日本消化器内視鏡学会甲信越支部

16.術前診断で腺腫成分が判明した非露出腫瘤型下部胆管腺腫内癌の1例

NHO まつもと医療センター松本病院 消化器科
宮林秀晴、松林 潔、羽場 真
同 内科
古田 清
同 外科
赤羽 康彦、中川 幹、小池祥一郎
同 研究検査科
中澤 功

症例は72歳・男性。主訴は右上腹部痛。腹痛が持続するためF医院を受診。同院の腹部超音波で肝内胆管および胆嚢の拡張が認められ、胆管閉塞が疑われたため当院へ紹介。軽度の黄疸と肝胆道系酵素の上昇が認められたため胆道系精査のため当院へ入院となった。当院での腹部超音波・CTでも胆管系の拡張と胆管末端の腫瘤が疑われた。ERCPでは胆管の拡張と胆管末端の狭窄が疑われたため十二指腸乳頭切開術(EST)を施行。EST直後腫瘍は認められなかったが、バルーンカテーテルで病変を引き寄せたところ赤色調絨毛様の病変の一部が開口部に露出した。同部位の鉗子生検を行い、胆管ステントによるドレナージを行った。生検組織診では絨毛状腺腫の診断であった。病変進展の検索のため十二指腸からのEUS、胆管内からのIDUSを行い、膵内胆管内の腺腫成分を含む腫瘍性病変と胆嚢管起始部までの管腔内進展が疑われたため膵頭十二指腸切除術を行った。肉眼所見は胆管末端に限局した直径1.5cm程度の腫瘤であった。組織学的には腺腫成分を含んだ高分化腺癌(pap>tub1)であり脈管侵襲・リンパ節転移・周囲臓器への浸潤を認めない非露出腫瘤型の粘膜内癌であった。本症例ではESTとバルーンカテーテルによる腫瘤露出が診断および組織採取において有効であった。一方、超音波内視鏡による進展度診断においてはステント挿入の影響があり、表層進展を深読みしたことが反省点であった。

++++++++++++++++++++

(課題)
下部胆管腺腫内癌の症例報告では、肉眼所見で胆管末端の腫瘤の大きさはどの程度とされているか。

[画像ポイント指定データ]
++++++++++++++++++++

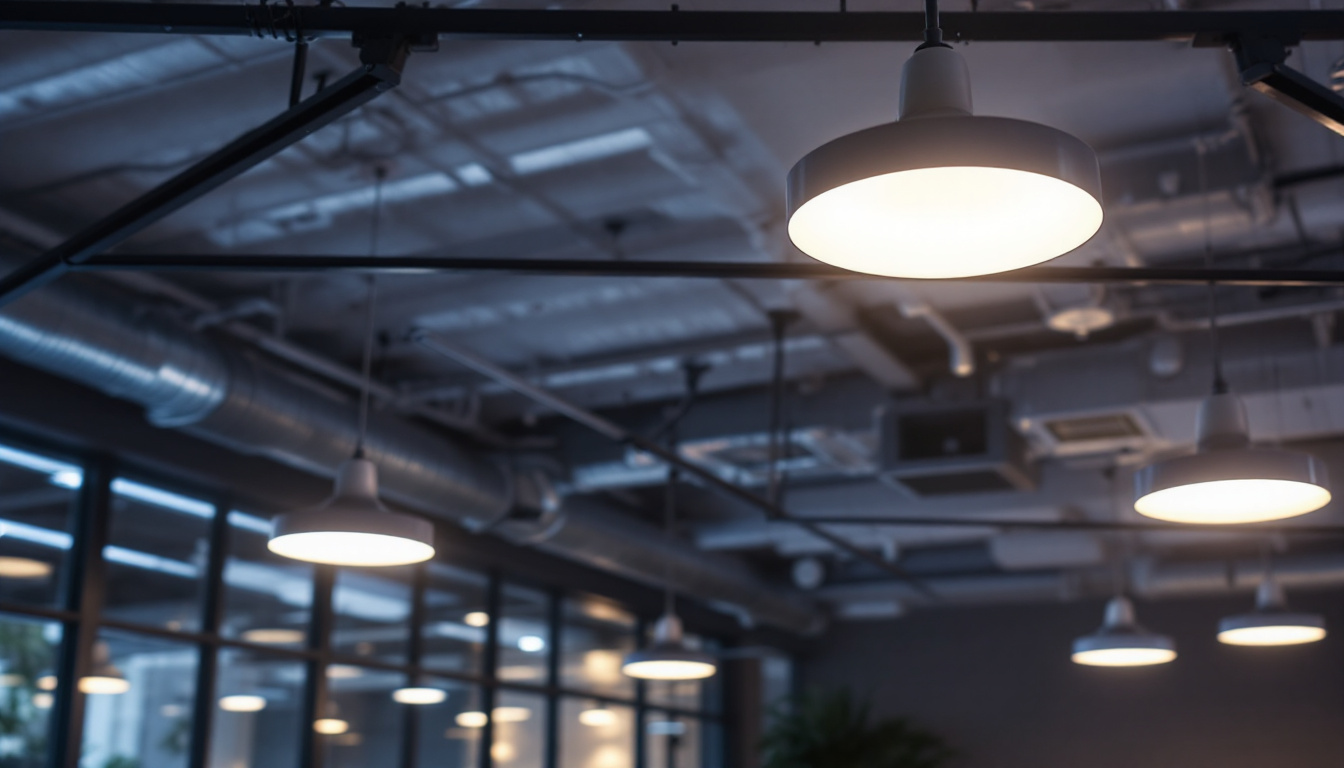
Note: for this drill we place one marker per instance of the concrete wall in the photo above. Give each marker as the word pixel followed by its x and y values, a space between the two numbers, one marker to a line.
pixel 999 685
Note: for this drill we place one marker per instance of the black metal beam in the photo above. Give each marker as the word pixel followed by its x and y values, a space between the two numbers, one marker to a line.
pixel 278 20
pixel 706 269
pixel 381 71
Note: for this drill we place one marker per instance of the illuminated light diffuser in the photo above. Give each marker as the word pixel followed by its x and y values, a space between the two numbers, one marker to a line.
pixel 668 658
pixel 242 702
pixel 1121 642
pixel 1272 623
pixel 941 193
pixel 1229 482
pixel 354 527
pixel 420 696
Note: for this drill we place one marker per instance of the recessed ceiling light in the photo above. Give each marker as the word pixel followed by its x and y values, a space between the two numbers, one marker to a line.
pixel 1121 642
pixel 1229 482
pixel 942 193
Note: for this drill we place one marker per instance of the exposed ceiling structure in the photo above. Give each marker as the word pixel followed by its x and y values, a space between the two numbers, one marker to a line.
pixel 649 151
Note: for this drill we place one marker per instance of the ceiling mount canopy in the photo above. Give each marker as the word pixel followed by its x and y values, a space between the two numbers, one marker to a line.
pixel 941 193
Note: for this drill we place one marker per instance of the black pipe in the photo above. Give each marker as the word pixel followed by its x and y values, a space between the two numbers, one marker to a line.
pixel 1203 27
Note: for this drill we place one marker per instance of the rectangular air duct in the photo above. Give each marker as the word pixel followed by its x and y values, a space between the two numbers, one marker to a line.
pixel 944 451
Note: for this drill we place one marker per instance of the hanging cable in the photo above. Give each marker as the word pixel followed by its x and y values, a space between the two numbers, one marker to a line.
pixel 933 31
pixel 370 312
pixel 1219 382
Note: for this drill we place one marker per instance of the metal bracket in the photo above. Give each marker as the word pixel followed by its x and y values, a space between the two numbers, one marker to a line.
pixel 1260 59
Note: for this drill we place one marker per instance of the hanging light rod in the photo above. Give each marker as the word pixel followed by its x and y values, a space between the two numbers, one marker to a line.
pixel 278 20
pixel 702 269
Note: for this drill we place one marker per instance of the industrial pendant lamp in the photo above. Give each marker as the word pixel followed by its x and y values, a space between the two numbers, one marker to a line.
pixel 669 658
pixel 1226 480
pixel 1121 642
pixel 942 193
pixel 1272 623
pixel 352 526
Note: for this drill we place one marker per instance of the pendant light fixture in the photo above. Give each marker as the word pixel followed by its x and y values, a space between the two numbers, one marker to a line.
pixel 942 193
pixel 1121 642
pixel 1272 623
pixel 669 658
pixel 105 678
pixel 352 526
pixel 1226 480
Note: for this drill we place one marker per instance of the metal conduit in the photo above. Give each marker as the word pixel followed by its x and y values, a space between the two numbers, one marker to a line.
pixel 223 393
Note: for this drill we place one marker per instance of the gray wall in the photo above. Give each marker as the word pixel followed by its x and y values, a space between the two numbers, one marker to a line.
pixel 997 683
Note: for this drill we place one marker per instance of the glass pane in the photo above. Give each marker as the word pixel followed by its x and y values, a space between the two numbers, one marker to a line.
pixel 696 696
pixel 157 549
pixel 27 689
pixel 258 714
pixel 34 525
pixel 672 741
pixel 450 731
pixel 594 639
pixel 359 724
pixel 266 597
pixel 523 635
pixel 596 736
pixel 139 706
pixel 372 612
pixel 454 619
pixel 519 731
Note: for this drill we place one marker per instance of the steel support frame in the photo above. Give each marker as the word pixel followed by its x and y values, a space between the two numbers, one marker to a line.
pixel 293 22
pixel 699 269
pixel 383 59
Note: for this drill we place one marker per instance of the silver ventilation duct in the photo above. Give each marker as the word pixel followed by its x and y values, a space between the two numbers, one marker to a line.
pixel 223 393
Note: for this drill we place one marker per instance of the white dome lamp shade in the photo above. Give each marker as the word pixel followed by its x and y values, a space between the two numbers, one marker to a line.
pixel 1229 482
pixel 352 526
pixel 941 193
pixel 669 658
pixel 1272 623
pixel 1121 642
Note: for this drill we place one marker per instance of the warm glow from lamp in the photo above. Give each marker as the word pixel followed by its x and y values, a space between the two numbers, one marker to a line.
pixel 420 696
pixel 273 636
pixel 1229 502
pixel 1124 657
pixel 945 222
pixel 242 702
pixel 597 717
pixel 100 685
pixel 352 549
pixel 1272 635
pixel 472 718
pixel 669 670
pixel 331 726
pixel 23 568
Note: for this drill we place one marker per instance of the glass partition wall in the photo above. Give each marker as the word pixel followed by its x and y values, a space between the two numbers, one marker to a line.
pixel 147 626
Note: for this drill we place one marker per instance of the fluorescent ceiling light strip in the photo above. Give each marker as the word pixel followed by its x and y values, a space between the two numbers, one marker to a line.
pixel 581 151
pixel 34 534
pixel 160 498
pixel 133 558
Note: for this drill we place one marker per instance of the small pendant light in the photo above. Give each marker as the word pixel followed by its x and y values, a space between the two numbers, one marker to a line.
pixel 942 193
pixel 1226 480
pixel 669 658
pixel 1121 642
pixel 105 678
pixel 352 526
pixel 1272 623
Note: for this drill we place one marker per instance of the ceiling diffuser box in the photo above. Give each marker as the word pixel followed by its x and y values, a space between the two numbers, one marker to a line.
pixel 946 451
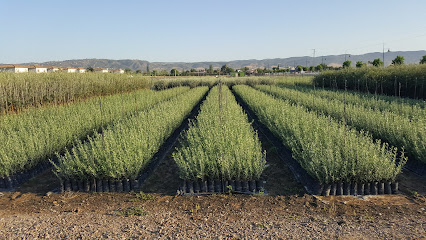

++++++++++++++++++++

(回答)
直径1.5cm程度。